## [Extracted information]
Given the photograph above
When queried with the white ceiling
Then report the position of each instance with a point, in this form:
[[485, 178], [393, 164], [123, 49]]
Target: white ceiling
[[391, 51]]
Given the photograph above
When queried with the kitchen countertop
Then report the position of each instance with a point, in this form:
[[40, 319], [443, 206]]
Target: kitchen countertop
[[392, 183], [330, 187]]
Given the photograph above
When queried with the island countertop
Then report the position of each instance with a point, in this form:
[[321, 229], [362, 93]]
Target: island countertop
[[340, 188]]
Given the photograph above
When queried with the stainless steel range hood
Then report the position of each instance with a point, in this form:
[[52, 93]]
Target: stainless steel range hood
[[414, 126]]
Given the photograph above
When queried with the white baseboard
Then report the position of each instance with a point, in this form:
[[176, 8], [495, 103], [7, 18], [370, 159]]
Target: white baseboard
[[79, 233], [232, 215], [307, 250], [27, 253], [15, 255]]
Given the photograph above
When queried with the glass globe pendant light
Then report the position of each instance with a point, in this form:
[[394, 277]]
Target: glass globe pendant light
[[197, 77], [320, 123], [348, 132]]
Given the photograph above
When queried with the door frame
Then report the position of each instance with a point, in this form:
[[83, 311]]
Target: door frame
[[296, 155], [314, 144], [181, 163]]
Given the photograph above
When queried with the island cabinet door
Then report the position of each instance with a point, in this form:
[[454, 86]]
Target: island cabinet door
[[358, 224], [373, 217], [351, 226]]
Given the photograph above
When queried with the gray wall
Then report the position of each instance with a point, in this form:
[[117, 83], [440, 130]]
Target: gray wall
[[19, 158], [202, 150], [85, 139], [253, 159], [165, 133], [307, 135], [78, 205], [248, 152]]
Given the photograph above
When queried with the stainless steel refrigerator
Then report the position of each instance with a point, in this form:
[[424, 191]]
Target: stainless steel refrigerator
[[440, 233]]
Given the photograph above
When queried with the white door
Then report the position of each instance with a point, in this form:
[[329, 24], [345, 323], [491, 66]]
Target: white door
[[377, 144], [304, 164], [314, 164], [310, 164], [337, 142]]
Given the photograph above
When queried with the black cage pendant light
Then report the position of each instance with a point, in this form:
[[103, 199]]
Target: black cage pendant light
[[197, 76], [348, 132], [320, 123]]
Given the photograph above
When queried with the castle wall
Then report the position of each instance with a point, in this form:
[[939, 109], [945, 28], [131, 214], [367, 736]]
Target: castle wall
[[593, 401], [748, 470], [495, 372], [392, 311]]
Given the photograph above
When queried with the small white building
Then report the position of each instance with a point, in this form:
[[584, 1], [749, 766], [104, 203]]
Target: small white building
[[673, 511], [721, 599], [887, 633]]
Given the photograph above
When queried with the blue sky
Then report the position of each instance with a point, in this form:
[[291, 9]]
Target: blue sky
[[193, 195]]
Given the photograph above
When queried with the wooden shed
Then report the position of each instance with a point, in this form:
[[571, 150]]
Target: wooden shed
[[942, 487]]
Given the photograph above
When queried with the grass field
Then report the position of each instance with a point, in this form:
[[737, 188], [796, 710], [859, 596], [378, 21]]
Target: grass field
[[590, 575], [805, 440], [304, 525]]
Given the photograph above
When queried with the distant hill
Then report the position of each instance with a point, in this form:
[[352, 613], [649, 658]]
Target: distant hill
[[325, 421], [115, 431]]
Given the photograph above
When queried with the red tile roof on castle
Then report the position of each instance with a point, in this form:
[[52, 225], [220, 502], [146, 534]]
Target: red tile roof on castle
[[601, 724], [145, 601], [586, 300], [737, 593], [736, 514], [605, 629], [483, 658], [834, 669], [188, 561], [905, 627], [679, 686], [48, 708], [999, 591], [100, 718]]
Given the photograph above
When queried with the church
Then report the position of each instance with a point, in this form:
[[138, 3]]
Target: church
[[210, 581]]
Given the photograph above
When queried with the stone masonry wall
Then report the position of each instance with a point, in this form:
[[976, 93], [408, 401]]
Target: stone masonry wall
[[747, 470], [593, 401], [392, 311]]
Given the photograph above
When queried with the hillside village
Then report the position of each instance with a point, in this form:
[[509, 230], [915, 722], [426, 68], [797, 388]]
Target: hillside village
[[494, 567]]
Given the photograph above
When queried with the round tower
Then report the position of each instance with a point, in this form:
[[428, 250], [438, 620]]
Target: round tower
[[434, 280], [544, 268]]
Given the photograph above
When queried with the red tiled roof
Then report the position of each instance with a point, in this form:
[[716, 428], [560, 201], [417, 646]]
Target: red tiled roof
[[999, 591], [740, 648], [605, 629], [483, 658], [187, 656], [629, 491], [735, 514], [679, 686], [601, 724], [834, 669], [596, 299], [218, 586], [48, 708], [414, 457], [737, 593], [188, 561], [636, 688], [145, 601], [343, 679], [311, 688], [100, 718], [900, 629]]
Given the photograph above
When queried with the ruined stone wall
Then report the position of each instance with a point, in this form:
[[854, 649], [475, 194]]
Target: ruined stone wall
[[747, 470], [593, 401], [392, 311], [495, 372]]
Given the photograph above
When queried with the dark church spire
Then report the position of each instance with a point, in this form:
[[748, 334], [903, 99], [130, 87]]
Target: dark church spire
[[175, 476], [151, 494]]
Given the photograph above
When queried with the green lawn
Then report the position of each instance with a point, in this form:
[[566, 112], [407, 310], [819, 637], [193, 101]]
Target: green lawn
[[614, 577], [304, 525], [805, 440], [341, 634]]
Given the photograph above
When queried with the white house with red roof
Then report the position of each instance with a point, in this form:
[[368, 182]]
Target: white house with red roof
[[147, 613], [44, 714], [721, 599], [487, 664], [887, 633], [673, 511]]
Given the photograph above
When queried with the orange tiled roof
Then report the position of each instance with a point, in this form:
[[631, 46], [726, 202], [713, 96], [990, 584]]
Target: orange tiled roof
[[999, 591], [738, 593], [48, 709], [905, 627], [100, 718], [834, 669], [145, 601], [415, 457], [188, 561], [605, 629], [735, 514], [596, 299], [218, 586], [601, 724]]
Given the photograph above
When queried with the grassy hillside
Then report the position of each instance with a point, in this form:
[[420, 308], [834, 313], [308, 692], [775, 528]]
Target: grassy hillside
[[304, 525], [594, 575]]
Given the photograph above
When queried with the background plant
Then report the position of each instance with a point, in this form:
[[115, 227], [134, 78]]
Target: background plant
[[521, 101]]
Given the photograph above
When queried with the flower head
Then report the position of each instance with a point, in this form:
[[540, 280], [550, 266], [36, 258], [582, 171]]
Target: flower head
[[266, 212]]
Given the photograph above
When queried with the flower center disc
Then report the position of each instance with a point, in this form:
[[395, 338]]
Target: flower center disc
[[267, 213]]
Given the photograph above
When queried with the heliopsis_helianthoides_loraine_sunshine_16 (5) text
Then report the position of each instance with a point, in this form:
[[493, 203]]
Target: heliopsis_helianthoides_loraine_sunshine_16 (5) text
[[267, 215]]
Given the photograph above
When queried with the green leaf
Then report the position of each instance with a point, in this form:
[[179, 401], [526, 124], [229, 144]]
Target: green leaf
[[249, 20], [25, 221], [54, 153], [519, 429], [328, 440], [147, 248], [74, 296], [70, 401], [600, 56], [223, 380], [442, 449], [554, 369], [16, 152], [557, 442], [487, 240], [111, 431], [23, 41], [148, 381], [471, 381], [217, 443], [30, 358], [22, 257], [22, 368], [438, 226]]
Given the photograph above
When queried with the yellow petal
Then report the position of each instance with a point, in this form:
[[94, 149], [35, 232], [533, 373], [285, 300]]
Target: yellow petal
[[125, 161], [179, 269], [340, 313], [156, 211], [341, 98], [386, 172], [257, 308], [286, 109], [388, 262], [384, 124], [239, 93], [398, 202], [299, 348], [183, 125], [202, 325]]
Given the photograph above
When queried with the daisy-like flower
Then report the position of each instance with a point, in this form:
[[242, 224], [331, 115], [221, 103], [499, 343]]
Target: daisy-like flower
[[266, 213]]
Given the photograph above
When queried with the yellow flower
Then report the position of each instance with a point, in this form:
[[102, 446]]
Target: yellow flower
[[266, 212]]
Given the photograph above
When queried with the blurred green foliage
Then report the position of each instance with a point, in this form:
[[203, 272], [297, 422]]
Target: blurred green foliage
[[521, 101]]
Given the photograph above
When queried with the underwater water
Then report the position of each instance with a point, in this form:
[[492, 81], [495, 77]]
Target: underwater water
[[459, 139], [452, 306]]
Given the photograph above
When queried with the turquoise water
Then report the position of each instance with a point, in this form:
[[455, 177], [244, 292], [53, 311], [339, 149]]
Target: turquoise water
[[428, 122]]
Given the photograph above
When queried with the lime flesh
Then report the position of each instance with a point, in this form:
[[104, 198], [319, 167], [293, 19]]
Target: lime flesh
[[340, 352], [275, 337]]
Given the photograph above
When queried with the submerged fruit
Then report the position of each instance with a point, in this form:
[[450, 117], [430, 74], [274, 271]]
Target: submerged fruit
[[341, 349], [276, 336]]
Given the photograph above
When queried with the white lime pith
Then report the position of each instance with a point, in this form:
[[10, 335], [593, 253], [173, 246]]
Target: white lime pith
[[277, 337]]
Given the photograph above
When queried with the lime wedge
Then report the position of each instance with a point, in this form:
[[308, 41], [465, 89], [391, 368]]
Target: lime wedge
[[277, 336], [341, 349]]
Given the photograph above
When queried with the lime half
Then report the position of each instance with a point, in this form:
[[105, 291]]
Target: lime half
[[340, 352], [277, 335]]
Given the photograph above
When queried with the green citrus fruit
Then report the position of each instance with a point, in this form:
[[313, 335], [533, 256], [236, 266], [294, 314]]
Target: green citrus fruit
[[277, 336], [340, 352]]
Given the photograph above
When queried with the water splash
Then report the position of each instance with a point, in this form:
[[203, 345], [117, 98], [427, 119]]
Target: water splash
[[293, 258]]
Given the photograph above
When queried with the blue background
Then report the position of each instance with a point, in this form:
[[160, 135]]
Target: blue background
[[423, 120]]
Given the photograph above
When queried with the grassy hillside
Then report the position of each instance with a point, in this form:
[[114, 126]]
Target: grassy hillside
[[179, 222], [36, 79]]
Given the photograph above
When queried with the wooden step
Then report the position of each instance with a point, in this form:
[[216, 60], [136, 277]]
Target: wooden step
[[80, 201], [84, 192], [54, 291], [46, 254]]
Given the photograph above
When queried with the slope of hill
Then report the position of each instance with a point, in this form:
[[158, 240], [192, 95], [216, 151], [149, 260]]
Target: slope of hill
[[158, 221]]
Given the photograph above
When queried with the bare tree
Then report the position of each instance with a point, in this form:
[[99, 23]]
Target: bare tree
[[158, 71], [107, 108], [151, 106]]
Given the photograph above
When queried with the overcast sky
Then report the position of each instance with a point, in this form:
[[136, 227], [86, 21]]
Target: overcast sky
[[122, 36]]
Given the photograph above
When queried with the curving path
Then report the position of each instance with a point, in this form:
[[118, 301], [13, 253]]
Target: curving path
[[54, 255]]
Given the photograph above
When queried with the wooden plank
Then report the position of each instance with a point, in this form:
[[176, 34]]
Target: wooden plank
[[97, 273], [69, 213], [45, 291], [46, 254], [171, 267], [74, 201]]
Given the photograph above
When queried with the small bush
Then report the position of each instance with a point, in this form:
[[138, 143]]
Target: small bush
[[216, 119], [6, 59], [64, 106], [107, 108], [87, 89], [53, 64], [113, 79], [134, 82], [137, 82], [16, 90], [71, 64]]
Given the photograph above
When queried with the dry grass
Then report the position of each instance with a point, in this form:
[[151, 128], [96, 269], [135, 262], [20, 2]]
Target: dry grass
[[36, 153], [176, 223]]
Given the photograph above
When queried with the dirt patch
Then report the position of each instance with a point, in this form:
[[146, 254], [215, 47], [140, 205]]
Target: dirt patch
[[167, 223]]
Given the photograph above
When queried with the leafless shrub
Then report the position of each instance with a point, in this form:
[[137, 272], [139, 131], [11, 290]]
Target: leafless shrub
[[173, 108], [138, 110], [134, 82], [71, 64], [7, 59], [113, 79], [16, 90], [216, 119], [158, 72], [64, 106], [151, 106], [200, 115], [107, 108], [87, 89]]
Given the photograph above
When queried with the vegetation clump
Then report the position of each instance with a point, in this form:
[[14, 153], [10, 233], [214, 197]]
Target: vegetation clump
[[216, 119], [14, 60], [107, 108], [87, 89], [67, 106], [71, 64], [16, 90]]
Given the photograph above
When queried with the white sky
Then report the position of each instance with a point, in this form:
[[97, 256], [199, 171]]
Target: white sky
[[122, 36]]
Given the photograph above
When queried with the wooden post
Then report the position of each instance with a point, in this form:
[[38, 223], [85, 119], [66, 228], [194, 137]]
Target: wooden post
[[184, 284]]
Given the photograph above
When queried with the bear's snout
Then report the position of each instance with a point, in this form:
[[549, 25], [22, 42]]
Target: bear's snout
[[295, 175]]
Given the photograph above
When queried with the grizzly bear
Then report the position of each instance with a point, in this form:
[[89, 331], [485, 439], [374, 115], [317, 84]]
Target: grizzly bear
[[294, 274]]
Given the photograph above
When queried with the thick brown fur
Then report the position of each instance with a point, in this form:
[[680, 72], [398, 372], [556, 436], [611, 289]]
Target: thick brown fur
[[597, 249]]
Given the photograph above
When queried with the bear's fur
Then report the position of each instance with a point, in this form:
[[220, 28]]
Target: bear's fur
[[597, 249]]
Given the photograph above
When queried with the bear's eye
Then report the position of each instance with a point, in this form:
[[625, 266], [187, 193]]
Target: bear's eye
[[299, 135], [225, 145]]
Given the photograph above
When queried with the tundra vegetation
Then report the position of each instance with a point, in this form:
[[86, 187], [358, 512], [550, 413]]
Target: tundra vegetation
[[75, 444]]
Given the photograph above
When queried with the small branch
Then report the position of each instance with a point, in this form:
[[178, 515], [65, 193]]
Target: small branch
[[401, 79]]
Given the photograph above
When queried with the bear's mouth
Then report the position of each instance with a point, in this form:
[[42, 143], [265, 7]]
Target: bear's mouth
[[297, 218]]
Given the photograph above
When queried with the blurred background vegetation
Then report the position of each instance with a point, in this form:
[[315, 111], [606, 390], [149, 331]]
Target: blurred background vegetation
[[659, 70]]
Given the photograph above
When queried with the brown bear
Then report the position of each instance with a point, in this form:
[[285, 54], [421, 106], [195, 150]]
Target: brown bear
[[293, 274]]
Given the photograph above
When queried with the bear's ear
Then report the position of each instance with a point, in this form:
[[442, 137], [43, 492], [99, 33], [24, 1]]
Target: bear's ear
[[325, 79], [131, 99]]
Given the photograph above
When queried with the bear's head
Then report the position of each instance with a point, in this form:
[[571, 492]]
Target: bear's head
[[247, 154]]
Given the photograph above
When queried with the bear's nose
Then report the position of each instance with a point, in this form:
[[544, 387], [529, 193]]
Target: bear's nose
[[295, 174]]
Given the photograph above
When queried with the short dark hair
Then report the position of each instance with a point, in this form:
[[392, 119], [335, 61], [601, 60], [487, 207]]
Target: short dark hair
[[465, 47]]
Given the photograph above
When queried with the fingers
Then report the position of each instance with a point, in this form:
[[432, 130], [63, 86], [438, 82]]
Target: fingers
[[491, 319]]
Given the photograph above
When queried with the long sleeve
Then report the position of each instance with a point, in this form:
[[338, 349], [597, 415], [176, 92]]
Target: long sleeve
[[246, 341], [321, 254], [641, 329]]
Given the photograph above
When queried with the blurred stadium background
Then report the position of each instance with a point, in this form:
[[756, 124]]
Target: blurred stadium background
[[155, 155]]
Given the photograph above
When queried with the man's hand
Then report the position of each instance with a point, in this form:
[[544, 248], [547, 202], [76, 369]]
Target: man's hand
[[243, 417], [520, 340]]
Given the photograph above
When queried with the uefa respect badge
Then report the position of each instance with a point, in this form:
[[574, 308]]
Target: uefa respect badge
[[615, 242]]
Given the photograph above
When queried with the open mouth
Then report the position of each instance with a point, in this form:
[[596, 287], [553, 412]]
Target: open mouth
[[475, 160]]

## [Problem to solve]
Could you restate word for word the lines above, from the one that contains "[[748, 334], [903, 99], [130, 87]]" through the one that contains "the heliopsis_helianthoides_loraine_sunshine_16 (5) text", and no others?

## [Answer to the problem]
[[748, 334], [903, 99], [130, 87]]
Target: dark church spire
[[175, 476], [151, 494]]
Given the photograph above
When queried with the green lawn
Then report the position of each instance with a point, in this form:
[[566, 112], [407, 310], [819, 637], [193, 101]]
Target: green lawn
[[614, 577], [304, 525], [805, 440], [341, 634]]
Given the photograph above
When queried with the white house with red roof
Then report the position of each instance with a point, in this form:
[[368, 182]]
Target: white house with red roof
[[147, 613], [44, 714], [721, 599], [487, 664], [887, 633], [673, 511]]
Given the photograph above
When queried with the orange tiled roof
Then report the position of each instance with a point, in this form:
[[631, 46], [726, 202], [713, 96], [990, 584]]
Target: orange tiled roof
[[999, 591], [738, 593], [48, 709], [905, 627], [100, 718], [834, 669], [145, 601], [415, 457], [188, 561], [605, 629], [735, 514], [596, 299], [218, 586], [601, 724]]
Given the photograph above
When queried with the grassy hillside
Then report the position of each instance with a point, in this form:
[[420, 308], [834, 313], [308, 692], [775, 528]]
Target: grassy hillside
[[304, 525], [594, 575]]
Given the photograph above
When queried with the background plant
Then report the position of each instance with a point, in this form:
[[115, 227], [134, 78]]
Target: background plant
[[521, 101]]
Given the photograph above
When queried with the flower head
Then report the position of each instance with a point, in this form:
[[540, 280], [550, 266], [36, 258], [582, 171]]
Target: flower head
[[266, 212]]
Given the photograph above
When queried with the flower center disc
Then report the position of each instance with a point, in this form:
[[395, 338]]
Target: flower center disc
[[267, 213]]
Given the photograph above
When queried with the heliopsis_helianthoides_loraine_sunshine_16 (5) text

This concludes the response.